### WHAT YOU ARE ASKED TO DO
Comb through the entries for "rear" and pull out each line that holds it.

### ENTRIES SHOWN

------------------------

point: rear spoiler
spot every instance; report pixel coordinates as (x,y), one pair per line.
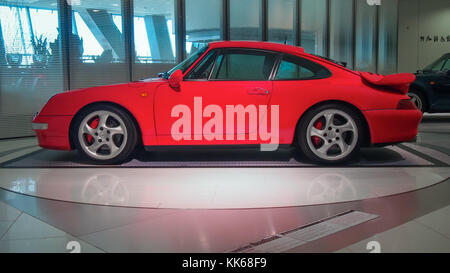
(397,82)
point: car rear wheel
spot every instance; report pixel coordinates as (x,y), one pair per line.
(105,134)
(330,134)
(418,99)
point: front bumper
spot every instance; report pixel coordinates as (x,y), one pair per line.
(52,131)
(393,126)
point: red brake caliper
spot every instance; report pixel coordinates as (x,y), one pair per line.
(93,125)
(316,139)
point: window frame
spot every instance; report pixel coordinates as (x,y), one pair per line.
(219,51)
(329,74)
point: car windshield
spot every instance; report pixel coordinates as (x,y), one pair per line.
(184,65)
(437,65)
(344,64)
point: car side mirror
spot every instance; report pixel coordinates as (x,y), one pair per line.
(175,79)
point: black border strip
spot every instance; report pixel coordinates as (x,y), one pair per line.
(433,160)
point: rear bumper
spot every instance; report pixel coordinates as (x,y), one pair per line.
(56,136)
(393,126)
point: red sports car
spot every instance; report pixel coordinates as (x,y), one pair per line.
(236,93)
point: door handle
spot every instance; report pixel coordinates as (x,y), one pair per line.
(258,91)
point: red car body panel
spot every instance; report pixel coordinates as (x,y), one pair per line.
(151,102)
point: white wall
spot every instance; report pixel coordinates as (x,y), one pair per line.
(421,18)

------------------------

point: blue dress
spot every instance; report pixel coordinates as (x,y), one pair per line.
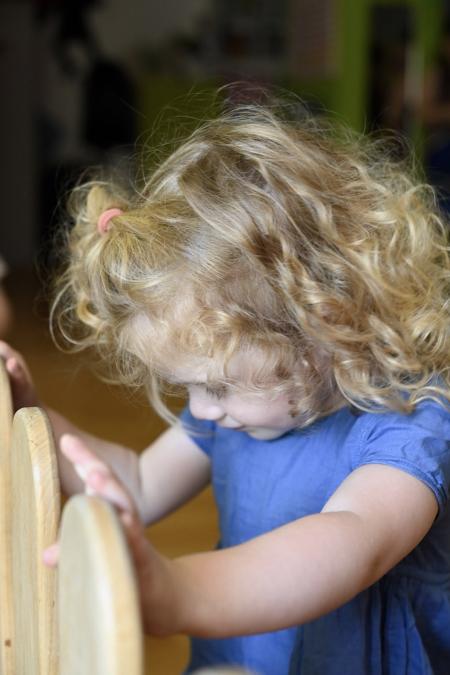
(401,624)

------------------------

### RESULT
point: rear spoiler
point: car rear wheel
point: rear bumper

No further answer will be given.